:: Exercise text ::
High court upholds same-sex marriage rightsReprints
The U.S. Supreme Court on Friday declared that gay and lesbian couples are entitled to the same spousal rights and benefits as opposite-sex couples.
In a historic 5-4 vote, the Supreme Court ruled that state laws barring same-sex couples from legally marrying violate their rights under the 14th Amendment to the U.S. Constitution.
The court's ruling overturns same-sex marriage bans in 13 states, as well as laws in several states that prohibited the recognition of legal same-sex marriages performed in other jurisdictions.
“It is demeaning to lock same-sex couples out of a central institution of the nation's society, for they too may aspire to the transcendent purposes of marriage,” Associate Justice Anthony Kennedy wrote for the majority.
“The limitation of marriage to opposite-sex couples may long have seemed natural and just, but its inconsistency with the central meaning of the fundamental right to marry is now manifest,” the high court ruled.
However in a dissent for the four-judge minority, Chief Justice John Roberts wrote that the majority did not cite “a single case or other legal source providing any basis for such a constitutional right. None exists.”
Reaction to the long-awaited ruling was swift.
The Washington-based ERISA Industry Committee hailed the decision as a victory for gay and lesbian employees who previously may have had limited or no access to spousal health and retirement benefits, as well as employers that have struggled to provide equal benefits to same-sex couples against varying state laws.
“The nation's top employers, many of whom are members of ERIC, will be relieved to be able to treat their employees uniformly, regardless of where they live or work,” President and CEO Annette Guarisco said a statement. “Today's decision helps our industry with that federally needed consistency.”
:::
:: Information ::
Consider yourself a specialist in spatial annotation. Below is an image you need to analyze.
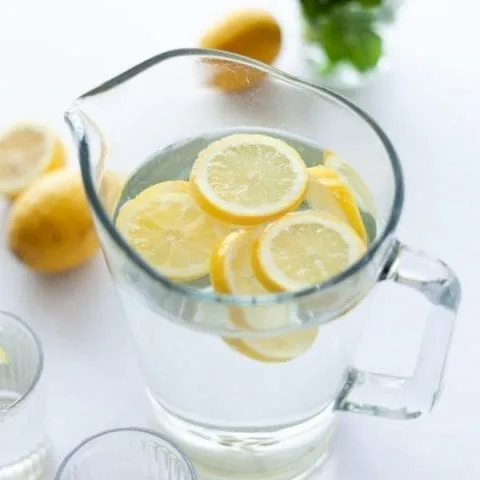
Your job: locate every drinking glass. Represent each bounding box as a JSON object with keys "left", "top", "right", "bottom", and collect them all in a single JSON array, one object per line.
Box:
[
  {"left": 55, "top": 428, "right": 197, "bottom": 480},
  {"left": 66, "top": 49, "right": 460, "bottom": 480},
  {"left": 0, "top": 311, "right": 49, "bottom": 480}
]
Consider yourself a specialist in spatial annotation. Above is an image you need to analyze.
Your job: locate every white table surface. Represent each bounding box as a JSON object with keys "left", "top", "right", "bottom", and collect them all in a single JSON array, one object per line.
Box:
[{"left": 0, "top": 0, "right": 480, "bottom": 480}]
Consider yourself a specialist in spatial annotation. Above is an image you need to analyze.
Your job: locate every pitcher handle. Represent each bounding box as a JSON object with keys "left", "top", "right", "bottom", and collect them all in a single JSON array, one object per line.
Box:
[{"left": 337, "top": 241, "right": 461, "bottom": 419}]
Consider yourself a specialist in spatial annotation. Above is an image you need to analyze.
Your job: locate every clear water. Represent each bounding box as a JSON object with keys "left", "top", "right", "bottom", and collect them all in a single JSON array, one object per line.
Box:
[
  {"left": 117, "top": 128, "right": 376, "bottom": 288},
  {"left": 0, "top": 390, "right": 48, "bottom": 480},
  {"left": 117, "top": 128, "right": 375, "bottom": 480}
]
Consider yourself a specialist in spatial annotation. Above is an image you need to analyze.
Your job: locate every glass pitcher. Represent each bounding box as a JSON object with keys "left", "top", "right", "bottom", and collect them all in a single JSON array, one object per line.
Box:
[{"left": 66, "top": 49, "right": 460, "bottom": 480}]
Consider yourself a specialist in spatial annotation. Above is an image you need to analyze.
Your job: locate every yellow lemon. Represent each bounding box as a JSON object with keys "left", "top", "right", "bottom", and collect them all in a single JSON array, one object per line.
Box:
[
  {"left": 252, "top": 210, "right": 365, "bottom": 291},
  {"left": 323, "top": 150, "right": 377, "bottom": 217},
  {"left": 200, "top": 9, "right": 282, "bottom": 91},
  {"left": 307, "top": 165, "right": 367, "bottom": 243},
  {"left": 210, "top": 230, "right": 318, "bottom": 363},
  {"left": 190, "top": 134, "right": 308, "bottom": 225},
  {"left": 116, "top": 182, "right": 229, "bottom": 282},
  {"left": 8, "top": 170, "right": 99, "bottom": 273},
  {"left": 0, "top": 124, "right": 65, "bottom": 199}
]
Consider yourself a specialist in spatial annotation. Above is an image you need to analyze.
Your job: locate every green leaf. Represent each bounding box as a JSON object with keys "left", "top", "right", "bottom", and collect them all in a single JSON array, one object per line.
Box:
[
  {"left": 349, "top": 30, "right": 382, "bottom": 72},
  {"left": 319, "top": 9, "right": 382, "bottom": 72},
  {"left": 359, "top": 0, "right": 382, "bottom": 8}
]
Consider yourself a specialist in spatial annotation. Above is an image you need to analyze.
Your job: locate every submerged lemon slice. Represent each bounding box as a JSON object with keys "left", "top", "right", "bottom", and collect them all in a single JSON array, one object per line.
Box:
[
  {"left": 190, "top": 134, "right": 308, "bottom": 225},
  {"left": 0, "top": 347, "right": 8, "bottom": 365},
  {"left": 253, "top": 210, "right": 365, "bottom": 291},
  {"left": 116, "top": 182, "right": 229, "bottom": 282},
  {"left": 307, "top": 165, "right": 367, "bottom": 243},
  {"left": 0, "top": 124, "right": 65, "bottom": 198},
  {"left": 210, "top": 230, "right": 318, "bottom": 363},
  {"left": 323, "top": 150, "right": 377, "bottom": 217}
]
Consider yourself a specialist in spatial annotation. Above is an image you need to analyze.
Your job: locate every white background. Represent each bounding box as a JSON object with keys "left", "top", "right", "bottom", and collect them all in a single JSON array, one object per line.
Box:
[{"left": 0, "top": 0, "right": 480, "bottom": 480}]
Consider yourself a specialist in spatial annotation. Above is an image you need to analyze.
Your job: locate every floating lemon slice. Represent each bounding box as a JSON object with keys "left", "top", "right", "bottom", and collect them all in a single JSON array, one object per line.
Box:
[
  {"left": 0, "top": 124, "right": 65, "bottom": 198},
  {"left": 253, "top": 210, "right": 365, "bottom": 291},
  {"left": 116, "top": 182, "right": 229, "bottom": 282},
  {"left": 323, "top": 150, "right": 377, "bottom": 217},
  {"left": 0, "top": 347, "right": 9, "bottom": 365},
  {"left": 210, "top": 230, "right": 318, "bottom": 363},
  {"left": 307, "top": 165, "right": 367, "bottom": 243},
  {"left": 190, "top": 134, "right": 308, "bottom": 225}
]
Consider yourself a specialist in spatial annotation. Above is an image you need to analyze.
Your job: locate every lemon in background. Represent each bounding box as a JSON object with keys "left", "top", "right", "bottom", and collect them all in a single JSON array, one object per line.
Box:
[
  {"left": 200, "top": 9, "right": 282, "bottom": 91},
  {"left": 7, "top": 170, "right": 99, "bottom": 273},
  {"left": 0, "top": 123, "right": 65, "bottom": 199}
]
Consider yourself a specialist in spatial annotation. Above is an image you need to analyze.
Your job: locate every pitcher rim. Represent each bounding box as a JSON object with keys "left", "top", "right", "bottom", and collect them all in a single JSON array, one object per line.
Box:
[{"left": 65, "top": 48, "right": 404, "bottom": 307}]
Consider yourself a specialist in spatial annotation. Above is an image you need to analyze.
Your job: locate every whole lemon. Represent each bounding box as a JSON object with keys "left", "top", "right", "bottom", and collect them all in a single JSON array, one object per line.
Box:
[
  {"left": 7, "top": 170, "right": 99, "bottom": 273},
  {"left": 200, "top": 9, "right": 282, "bottom": 91}
]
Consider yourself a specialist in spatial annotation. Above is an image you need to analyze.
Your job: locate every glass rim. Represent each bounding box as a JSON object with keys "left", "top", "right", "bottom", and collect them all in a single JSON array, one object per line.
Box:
[
  {"left": 65, "top": 48, "right": 404, "bottom": 307},
  {"left": 54, "top": 427, "right": 197, "bottom": 480},
  {"left": 0, "top": 310, "right": 44, "bottom": 414}
]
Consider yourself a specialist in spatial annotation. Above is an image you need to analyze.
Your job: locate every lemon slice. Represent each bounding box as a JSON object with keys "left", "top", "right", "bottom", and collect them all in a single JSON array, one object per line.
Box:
[
  {"left": 307, "top": 165, "right": 367, "bottom": 243},
  {"left": 190, "top": 134, "right": 308, "bottom": 225},
  {"left": 210, "top": 230, "right": 318, "bottom": 363},
  {"left": 0, "top": 347, "right": 8, "bottom": 365},
  {"left": 116, "top": 184, "right": 228, "bottom": 282},
  {"left": 0, "top": 124, "right": 65, "bottom": 198},
  {"left": 323, "top": 150, "right": 377, "bottom": 217},
  {"left": 253, "top": 210, "right": 365, "bottom": 291}
]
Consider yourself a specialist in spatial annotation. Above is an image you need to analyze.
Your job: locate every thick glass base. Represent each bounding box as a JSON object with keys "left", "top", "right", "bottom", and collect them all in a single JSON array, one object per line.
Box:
[
  {"left": 0, "top": 440, "right": 50, "bottom": 480},
  {"left": 148, "top": 392, "right": 336, "bottom": 480}
]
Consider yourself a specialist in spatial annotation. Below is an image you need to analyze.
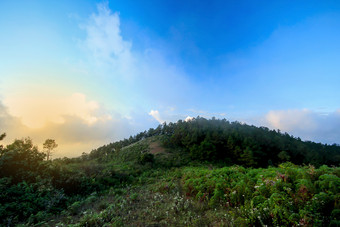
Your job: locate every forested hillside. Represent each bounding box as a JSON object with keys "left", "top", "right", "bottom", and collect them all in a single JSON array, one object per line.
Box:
[
  {"left": 90, "top": 117, "right": 340, "bottom": 167},
  {"left": 0, "top": 117, "right": 340, "bottom": 226}
]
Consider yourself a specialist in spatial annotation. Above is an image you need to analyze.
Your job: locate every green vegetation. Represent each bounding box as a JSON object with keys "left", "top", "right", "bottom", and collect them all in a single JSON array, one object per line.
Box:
[{"left": 0, "top": 118, "right": 340, "bottom": 226}]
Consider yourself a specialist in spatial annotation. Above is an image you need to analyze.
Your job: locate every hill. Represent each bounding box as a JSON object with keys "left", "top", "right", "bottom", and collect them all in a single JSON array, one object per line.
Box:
[{"left": 0, "top": 118, "right": 340, "bottom": 226}]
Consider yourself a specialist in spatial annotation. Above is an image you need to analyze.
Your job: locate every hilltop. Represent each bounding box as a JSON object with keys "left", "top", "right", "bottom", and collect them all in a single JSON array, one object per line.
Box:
[{"left": 0, "top": 117, "right": 340, "bottom": 226}]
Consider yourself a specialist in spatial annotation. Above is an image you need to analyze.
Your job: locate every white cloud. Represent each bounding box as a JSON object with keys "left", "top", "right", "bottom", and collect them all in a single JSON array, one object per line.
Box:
[
  {"left": 0, "top": 102, "right": 141, "bottom": 158},
  {"left": 81, "top": 3, "right": 134, "bottom": 76},
  {"left": 81, "top": 4, "right": 194, "bottom": 112},
  {"left": 184, "top": 116, "right": 194, "bottom": 122},
  {"left": 4, "top": 90, "right": 105, "bottom": 128},
  {"left": 263, "top": 109, "right": 340, "bottom": 144},
  {"left": 149, "top": 110, "right": 164, "bottom": 124}
]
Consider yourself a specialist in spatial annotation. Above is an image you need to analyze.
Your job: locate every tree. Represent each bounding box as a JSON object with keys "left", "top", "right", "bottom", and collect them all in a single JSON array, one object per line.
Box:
[{"left": 43, "top": 139, "right": 58, "bottom": 161}]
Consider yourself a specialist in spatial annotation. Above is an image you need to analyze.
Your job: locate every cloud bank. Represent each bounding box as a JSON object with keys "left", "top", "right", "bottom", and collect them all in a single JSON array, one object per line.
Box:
[{"left": 263, "top": 109, "right": 340, "bottom": 144}]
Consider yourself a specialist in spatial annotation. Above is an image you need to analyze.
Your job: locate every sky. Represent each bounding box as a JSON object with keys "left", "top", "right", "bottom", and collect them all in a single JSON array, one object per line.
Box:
[{"left": 0, "top": 0, "right": 340, "bottom": 158}]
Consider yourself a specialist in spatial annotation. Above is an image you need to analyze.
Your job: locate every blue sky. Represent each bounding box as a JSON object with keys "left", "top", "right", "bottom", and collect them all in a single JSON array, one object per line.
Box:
[{"left": 0, "top": 0, "right": 340, "bottom": 156}]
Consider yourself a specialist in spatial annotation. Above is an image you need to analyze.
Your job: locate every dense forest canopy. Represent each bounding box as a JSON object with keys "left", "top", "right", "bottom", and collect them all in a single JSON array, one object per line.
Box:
[
  {"left": 90, "top": 117, "right": 340, "bottom": 167},
  {"left": 0, "top": 117, "right": 340, "bottom": 226}
]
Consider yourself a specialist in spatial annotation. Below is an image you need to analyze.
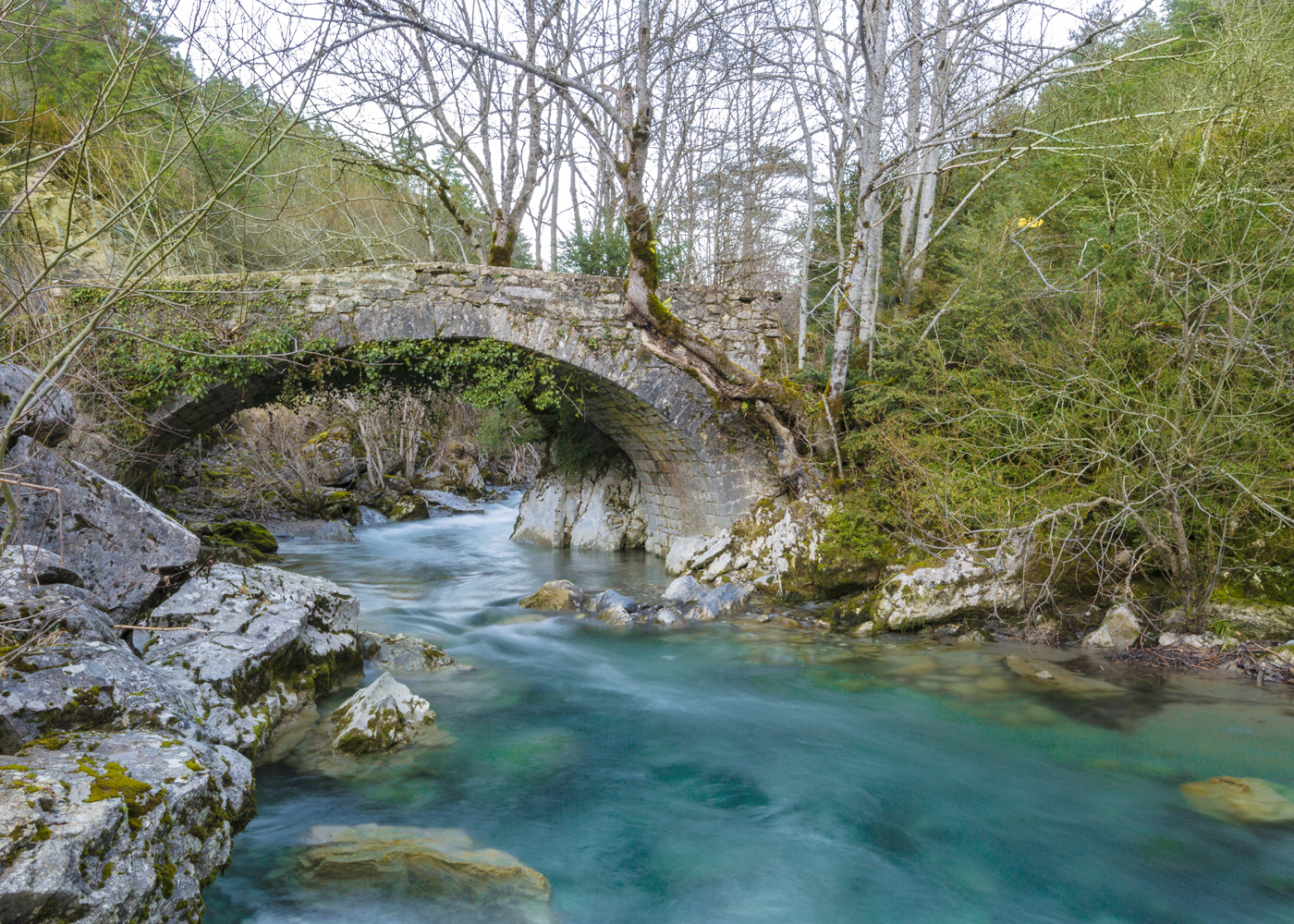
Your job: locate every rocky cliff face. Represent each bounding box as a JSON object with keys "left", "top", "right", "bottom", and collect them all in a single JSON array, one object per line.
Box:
[{"left": 512, "top": 459, "right": 647, "bottom": 552}]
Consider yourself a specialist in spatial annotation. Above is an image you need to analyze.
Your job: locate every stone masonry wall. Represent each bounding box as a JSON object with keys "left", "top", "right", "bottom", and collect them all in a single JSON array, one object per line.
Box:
[{"left": 141, "top": 262, "right": 782, "bottom": 553}]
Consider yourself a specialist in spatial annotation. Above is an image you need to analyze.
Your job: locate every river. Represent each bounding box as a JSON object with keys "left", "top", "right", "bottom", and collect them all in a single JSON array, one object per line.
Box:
[{"left": 204, "top": 498, "right": 1294, "bottom": 924}]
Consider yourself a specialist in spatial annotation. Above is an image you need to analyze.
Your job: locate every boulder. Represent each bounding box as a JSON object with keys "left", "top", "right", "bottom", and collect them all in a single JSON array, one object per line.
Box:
[
  {"left": 0, "top": 436, "right": 200, "bottom": 621},
  {"left": 871, "top": 549, "right": 1023, "bottom": 631},
  {"left": 415, "top": 491, "right": 485, "bottom": 514},
  {"left": 311, "top": 520, "right": 360, "bottom": 542},
  {"left": 387, "top": 494, "right": 428, "bottom": 520},
  {"left": 359, "top": 631, "right": 462, "bottom": 673},
  {"left": 135, "top": 565, "right": 362, "bottom": 757},
  {"left": 585, "top": 590, "right": 638, "bottom": 614},
  {"left": 517, "top": 581, "right": 583, "bottom": 610},
  {"left": 660, "top": 575, "right": 705, "bottom": 605},
  {"left": 331, "top": 673, "right": 436, "bottom": 755},
  {"left": 1083, "top": 603, "right": 1141, "bottom": 650},
  {"left": 0, "top": 637, "right": 201, "bottom": 755},
  {"left": 300, "top": 824, "right": 553, "bottom": 905},
  {"left": 1178, "top": 776, "right": 1294, "bottom": 824},
  {"left": 1006, "top": 655, "right": 1123, "bottom": 697},
  {"left": 0, "top": 362, "right": 77, "bottom": 446},
  {"left": 512, "top": 458, "right": 647, "bottom": 552},
  {"left": 0, "top": 731, "right": 255, "bottom": 924},
  {"left": 301, "top": 427, "right": 360, "bottom": 488},
  {"left": 188, "top": 520, "right": 278, "bottom": 565},
  {"left": 0, "top": 545, "right": 84, "bottom": 605},
  {"left": 687, "top": 581, "right": 754, "bottom": 623},
  {"left": 665, "top": 536, "right": 709, "bottom": 575}
]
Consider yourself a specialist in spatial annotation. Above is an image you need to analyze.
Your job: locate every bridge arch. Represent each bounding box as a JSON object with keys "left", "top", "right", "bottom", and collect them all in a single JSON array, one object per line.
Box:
[{"left": 135, "top": 262, "right": 783, "bottom": 553}]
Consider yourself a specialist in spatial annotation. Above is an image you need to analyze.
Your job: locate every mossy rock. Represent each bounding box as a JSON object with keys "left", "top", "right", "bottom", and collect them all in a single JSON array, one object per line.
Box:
[
  {"left": 189, "top": 520, "right": 279, "bottom": 565},
  {"left": 387, "top": 494, "right": 428, "bottom": 520}
]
:::
Task statement:
In the article on the Supreme Court's same-sex marriage ruling, who wrote for the majority?

Answer space:
Associate Justice Anthony Kennedy